§ Task description
Lines before the one containing "[indicate] the pond" are excluded; retype that line and all remaining lines of the material exactly.

§ Records for processing
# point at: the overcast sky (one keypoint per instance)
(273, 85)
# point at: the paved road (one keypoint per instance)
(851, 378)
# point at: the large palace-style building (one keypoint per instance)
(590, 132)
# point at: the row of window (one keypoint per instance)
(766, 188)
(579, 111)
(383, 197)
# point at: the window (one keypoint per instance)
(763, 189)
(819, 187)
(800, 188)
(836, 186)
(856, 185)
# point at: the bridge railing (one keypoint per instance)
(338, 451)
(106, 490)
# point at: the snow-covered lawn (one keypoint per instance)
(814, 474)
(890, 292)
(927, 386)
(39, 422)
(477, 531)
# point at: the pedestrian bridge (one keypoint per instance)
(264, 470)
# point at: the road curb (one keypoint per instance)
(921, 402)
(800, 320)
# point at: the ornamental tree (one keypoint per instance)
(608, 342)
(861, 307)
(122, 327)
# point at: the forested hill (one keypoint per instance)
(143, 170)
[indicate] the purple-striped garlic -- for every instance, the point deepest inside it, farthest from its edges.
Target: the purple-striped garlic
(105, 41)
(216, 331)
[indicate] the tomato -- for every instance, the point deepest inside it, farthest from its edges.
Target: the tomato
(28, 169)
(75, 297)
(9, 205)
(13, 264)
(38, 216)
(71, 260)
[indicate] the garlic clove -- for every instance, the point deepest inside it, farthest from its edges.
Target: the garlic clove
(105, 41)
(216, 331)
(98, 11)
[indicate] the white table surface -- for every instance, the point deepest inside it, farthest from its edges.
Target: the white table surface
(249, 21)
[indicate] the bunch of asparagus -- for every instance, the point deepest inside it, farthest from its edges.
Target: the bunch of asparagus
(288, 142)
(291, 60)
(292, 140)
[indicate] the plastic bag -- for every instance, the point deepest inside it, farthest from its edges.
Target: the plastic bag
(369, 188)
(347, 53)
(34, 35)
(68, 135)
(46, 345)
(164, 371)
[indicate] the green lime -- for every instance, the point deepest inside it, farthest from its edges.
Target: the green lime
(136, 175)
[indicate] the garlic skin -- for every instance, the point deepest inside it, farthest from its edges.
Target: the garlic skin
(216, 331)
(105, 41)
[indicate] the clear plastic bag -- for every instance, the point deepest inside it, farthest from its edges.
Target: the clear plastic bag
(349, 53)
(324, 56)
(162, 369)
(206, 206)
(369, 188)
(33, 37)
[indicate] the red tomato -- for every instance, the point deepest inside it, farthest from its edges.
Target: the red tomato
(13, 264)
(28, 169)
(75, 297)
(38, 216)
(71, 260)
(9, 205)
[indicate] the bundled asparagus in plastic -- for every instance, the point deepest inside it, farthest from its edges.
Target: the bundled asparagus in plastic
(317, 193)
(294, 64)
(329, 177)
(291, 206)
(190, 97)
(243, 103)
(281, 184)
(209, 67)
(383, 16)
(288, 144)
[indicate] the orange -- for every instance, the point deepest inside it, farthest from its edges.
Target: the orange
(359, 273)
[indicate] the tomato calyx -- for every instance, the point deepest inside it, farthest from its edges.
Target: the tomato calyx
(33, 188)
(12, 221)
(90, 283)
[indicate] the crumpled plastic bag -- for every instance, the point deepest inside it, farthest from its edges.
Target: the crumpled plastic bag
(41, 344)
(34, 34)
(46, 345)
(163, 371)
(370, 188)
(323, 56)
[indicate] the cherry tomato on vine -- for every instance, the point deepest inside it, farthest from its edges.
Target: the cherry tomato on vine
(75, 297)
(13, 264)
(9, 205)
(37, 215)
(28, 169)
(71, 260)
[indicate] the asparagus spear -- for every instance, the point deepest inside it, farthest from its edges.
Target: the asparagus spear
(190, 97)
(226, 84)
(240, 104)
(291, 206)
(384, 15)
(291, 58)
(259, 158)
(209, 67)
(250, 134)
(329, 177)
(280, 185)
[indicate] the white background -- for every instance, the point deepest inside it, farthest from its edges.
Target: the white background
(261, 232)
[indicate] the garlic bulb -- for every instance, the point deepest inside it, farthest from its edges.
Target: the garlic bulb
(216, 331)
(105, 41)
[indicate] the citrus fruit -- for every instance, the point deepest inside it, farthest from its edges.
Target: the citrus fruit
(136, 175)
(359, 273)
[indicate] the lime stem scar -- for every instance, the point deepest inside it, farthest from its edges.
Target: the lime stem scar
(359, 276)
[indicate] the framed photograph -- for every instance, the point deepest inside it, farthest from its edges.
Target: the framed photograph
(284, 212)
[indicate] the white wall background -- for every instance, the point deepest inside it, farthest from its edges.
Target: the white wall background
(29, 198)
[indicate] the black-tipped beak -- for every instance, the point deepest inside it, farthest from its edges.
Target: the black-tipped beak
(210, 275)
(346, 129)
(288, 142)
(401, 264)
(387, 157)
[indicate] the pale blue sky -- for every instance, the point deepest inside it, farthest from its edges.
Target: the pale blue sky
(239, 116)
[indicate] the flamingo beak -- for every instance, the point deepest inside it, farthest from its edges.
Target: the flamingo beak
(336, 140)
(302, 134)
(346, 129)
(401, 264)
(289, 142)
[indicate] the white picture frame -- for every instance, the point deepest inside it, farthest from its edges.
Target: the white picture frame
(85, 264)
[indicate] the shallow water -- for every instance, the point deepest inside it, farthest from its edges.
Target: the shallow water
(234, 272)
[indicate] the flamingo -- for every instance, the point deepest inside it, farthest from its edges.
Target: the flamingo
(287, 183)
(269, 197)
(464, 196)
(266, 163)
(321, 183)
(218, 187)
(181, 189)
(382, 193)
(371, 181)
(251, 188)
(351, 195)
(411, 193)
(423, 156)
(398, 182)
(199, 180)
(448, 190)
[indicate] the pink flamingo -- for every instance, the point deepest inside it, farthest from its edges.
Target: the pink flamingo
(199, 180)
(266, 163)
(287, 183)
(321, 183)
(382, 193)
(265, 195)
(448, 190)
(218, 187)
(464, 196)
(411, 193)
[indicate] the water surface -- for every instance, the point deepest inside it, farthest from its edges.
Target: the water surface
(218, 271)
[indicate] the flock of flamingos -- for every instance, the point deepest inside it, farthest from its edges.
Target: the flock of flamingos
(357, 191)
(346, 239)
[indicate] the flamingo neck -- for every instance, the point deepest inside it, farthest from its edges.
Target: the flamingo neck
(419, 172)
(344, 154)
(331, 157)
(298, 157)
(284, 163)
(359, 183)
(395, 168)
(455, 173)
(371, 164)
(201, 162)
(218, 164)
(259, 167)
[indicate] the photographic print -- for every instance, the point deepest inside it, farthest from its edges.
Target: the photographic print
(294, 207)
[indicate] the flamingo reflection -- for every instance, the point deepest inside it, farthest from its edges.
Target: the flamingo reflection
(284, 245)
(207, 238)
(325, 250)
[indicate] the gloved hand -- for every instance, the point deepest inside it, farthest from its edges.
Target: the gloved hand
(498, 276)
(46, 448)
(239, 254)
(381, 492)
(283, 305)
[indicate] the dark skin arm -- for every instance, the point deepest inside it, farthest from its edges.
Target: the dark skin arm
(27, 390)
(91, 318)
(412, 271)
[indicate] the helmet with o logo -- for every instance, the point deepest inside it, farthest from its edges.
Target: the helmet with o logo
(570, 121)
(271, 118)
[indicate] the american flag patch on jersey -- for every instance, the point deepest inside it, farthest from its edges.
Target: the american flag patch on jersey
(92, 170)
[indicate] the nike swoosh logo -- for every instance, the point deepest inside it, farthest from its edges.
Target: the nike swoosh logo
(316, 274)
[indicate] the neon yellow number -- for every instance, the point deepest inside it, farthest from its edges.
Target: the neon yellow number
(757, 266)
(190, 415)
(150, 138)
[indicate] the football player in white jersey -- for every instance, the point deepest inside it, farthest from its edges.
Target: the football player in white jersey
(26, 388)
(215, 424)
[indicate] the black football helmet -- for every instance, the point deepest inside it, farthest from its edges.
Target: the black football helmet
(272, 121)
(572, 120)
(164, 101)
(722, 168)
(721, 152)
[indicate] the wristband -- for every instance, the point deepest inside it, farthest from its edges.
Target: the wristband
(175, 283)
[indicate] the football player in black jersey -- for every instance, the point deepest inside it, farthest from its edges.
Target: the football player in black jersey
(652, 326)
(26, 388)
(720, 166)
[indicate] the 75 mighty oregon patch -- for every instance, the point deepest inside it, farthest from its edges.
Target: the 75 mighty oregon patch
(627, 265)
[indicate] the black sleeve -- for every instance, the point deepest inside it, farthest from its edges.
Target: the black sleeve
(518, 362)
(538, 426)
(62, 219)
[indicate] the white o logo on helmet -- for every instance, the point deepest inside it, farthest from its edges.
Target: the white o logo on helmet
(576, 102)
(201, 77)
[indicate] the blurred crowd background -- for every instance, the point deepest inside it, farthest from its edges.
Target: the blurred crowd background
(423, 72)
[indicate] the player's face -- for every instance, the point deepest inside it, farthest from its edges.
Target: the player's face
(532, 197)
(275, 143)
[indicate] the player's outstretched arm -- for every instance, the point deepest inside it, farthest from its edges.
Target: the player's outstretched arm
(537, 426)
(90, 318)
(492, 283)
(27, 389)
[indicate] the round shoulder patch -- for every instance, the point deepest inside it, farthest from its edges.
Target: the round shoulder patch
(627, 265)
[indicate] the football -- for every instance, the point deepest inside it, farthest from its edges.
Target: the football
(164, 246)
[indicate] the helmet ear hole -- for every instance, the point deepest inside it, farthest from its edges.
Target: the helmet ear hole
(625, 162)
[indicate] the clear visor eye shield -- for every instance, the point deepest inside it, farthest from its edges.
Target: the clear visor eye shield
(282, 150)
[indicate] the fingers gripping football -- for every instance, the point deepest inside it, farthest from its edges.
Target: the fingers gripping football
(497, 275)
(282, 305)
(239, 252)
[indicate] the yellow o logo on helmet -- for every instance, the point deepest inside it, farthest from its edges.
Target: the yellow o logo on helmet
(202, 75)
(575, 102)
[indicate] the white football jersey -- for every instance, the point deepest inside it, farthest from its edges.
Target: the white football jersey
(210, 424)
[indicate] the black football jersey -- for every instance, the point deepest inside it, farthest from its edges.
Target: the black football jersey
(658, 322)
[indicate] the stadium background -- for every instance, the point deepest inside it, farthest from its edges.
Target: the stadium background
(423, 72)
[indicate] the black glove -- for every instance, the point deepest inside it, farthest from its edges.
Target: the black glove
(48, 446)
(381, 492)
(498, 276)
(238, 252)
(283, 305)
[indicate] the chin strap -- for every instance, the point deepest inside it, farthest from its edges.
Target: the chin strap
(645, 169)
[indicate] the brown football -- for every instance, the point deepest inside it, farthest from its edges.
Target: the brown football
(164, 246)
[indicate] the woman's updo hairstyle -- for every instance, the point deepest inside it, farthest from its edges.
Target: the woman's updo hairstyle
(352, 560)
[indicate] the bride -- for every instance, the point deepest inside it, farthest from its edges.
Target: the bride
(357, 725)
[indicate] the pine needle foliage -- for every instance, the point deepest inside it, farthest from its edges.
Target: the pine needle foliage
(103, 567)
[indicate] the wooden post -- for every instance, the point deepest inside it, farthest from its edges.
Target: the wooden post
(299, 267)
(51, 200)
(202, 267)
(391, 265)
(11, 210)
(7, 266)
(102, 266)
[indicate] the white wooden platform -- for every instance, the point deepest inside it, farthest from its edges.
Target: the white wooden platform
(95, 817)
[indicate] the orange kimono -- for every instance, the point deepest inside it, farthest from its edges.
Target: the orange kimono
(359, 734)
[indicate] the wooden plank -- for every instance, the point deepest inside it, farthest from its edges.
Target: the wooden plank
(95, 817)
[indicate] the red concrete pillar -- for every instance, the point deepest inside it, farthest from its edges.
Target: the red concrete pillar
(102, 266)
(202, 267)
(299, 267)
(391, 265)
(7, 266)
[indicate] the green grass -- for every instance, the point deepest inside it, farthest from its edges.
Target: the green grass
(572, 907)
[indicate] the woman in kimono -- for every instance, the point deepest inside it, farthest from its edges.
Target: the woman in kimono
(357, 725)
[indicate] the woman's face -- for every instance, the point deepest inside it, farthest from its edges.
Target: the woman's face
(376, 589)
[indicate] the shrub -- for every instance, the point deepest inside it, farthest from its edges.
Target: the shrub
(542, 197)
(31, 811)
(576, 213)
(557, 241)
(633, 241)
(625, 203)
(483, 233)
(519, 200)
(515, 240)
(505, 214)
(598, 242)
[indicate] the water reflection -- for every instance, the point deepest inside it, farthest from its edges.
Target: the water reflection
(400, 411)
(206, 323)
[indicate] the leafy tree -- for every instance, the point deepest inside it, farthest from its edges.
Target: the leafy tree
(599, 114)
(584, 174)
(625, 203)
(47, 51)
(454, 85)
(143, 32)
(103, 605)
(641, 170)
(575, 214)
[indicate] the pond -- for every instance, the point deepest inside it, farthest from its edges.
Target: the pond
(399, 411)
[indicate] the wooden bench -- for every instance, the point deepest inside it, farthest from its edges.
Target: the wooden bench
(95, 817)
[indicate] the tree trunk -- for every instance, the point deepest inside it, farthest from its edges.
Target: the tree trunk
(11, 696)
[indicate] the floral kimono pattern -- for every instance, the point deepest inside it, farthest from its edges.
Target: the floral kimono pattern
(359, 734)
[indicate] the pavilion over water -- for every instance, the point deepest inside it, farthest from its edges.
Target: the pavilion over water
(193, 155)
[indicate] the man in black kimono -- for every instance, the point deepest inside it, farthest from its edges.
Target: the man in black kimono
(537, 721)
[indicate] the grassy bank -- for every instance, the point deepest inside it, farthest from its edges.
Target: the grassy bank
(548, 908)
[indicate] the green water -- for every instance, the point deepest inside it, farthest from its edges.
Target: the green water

§ Right answer
[indicate] the pond -- for every instance, the point deepest inside it, farthest from its edges.
Target: the pond
(399, 411)
[indicate] the wooden bench -- for every instance, the point deepest inside it, farthest from its edges.
Target: the wooden bench
(95, 817)
[indicate] the tree trunk -- for every instance, the point deepest inside it, farthest from its edges.
Target: the tree trunk
(11, 696)
[indicate] the floral kimono pattern -- for every instance, the point deepest inside it, farthest from its edges.
Target: the floral kimono pattern
(359, 734)
[indicate] the pavilion over water -- for every instance, the point deepest inside it, farthest from its edges.
Target: the pavilion over water
(193, 155)
[indicate] the man in black kimono -- for every instance, the point deepest inside it, farthest from its edges.
Target: the man in black kimono
(537, 721)
[indicate] the grassy bank -- for every instance, the point deepest inside it, farthest from its edges.
Target: the grassy bank
(548, 908)
[indicate] the green water -- for every instance, the point deepest inside it, farthest from its edges.
Target: the green water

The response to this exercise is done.